◆ **YOUR INSTRUCTIONS**: Reproduce the listing word for word. Skip any image.

◆ **Point placement records**:
^^^^^^^^

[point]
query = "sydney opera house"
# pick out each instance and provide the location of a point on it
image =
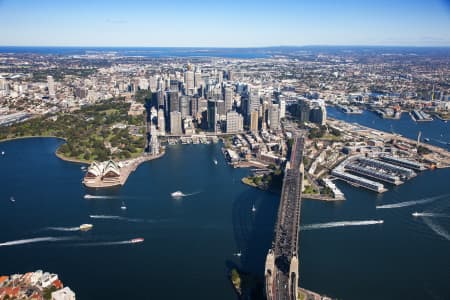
(102, 174)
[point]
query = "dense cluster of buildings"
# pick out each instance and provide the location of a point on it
(34, 285)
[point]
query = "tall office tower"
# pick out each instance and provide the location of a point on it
(198, 82)
(282, 108)
(143, 84)
(175, 123)
(161, 122)
(160, 84)
(51, 87)
(318, 113)
(253, 102)
(228, 97)
(184, 106)
(212, 115)
(2, 83)
(274, 116)
(220, 76)
(303, 108)
(153, 142)
(189, 82)
(235, 122)
(254, 115)
(264, 116)
(174, 101)
(194, 106)
(221, 108)
(230, 75)
(153, 83)
(173, 85)
(188, 125)
(160, 98)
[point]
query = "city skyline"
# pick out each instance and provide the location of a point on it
(225, 24)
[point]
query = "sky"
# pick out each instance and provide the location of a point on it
(224, 23)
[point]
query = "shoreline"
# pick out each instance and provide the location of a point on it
(125, 172)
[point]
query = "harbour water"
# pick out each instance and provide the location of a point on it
(190, 242)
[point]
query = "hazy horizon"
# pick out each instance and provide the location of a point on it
(230, 24)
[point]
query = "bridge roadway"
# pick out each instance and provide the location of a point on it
(282, 262)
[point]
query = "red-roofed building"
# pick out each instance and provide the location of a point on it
(58, 284)
(3, 279)
(11, 292)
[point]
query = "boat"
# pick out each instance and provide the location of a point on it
(137, 240)
(177, 194)
(86, 227)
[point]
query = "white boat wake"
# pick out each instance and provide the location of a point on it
(430, 215)
(107, 217)
(340, 224)
(437, 228)
(180, 194)
(105, 243)
(411, 203)
(87, 196)
(63, 228)
(36, 240)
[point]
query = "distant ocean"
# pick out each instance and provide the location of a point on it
(261, 52)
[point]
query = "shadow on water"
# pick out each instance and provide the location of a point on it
(253, 233)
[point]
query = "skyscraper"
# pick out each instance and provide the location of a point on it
(212, 115)
(235, 122)
(253, 102)
(189, 82)
(274, 116)
(254, 115)
(51, 87)
(175, 123)
(184, 106)
(174, 102)
(228, 97)
(161, 122)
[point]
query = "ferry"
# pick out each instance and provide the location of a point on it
(137, 240)
(177, 194)
(86, 227)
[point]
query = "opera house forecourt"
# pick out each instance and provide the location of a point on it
(103, 174)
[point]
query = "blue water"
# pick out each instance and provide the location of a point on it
(437, 131)
(190, 242)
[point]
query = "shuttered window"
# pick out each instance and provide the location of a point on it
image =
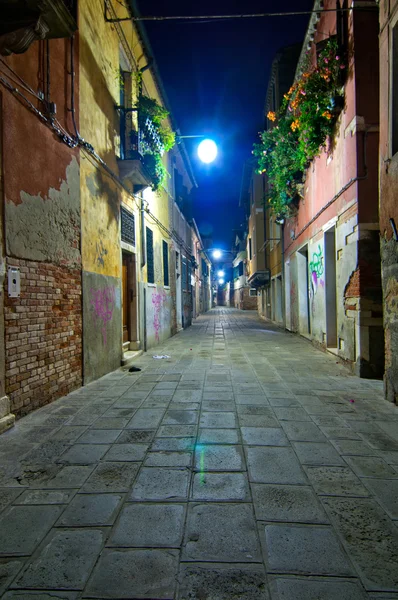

^^^^^^^^

◆ **WRITTEN ANSWER**:
[point]
query = "sydney opera house"
# pick out each instance and provide the location of a point on it
image =
(102, 174)
[point]
query = "dense cluster of buildings"
# pick out each instance and provide the location of a point on it
(34, 285)
[point]
query = "tall office tower"
# pick out each instance and provide the location of a point on it
(198, 82)
(282, 108)
(143, 84)
(175, 123)
(161, 122)
(160, 84)
(51, 87)
(318, 113)
(253, 102)
(228, 97)
(184, 106)
(212, 115)
(2, 83)
(274, 116)
(220, 76)
(303, 108)
(153, 142)
(189, 82)
(235, 122)
(254, 115)
(264, 116)
(174, 101)
(194, 106)
(221, 108)
(230, 75)
(153, 83)
(173, 85)
(188, 125)
(160, 98)
[point]
query = "city skyline"
# pick out each instance and provide the location of a point on it
(225, 24)
[point]
query = "sky"
# pick out each instance and provide the location of a point on it
(224, 23)
[point]
query = "shoreline"
# pick out each instance and provide the location of a point on it
(125, 172)
[point]
query = "harbour water"
# pick out each instance and provide the location of a point on it
(190, 242)
[point]
query = "hazy horizon"
# pick out each instance and provide the location of a point on it
(230, 24)
[point]
query = "bridge roadway"
# pick out each instance and provide the location of a point on it
(282, 262)
[point]
query = "red-roofed building"
# pick out each instance and provide the location of a point on it
(58, 284)
(3, 279)
(11, 292)
[point]
query = "boat"
# pick out each instance and provide the location of a point on it
(137, 240)
(177, 194)
(86, 227)
[point]
query = "white boat wake"
# pick out each instance and provide the location of a point on it
(430, 215)
(107, 217)
(340, 224)
(437, 228)
(180, 194)
(105, 243)
(411, 203)
(87, 196)
(63, 228)
(36, 240)
[point]
query = "distant ocean"
# pick out each instance and provide the location of a point on it
(261, 52)
[point]
query = "shadow on water"
# pick out each instance and provide the location of a point on it
(253, 233)
[point]
query = "skyscraper"
# pick out each instance and provide the location of a point on it
(212, 115)
(235, 122)
(253, 102)
(189, 82)
(274, 116)
(254, 115)
(51, 87)
(175, 123)
(184, 106)
(174, 102)
(228, 97)
(161, 122)
[point]
query = "ferry"
# pick out each instance and provide the location of a point on it
(137, 240)
(177, 194)
(86, 227)
[point]
query = "opera house forecourt"
# pick out each instance and provide the location of a point on it
(103, 174)
[point]
query = "blue water"
# pick out each instance and provide the location of a point on it
(437, 131)
(190, 242)
[point]
query = "shuttered window"
# pick out each instance and provide the location of a point on it
image =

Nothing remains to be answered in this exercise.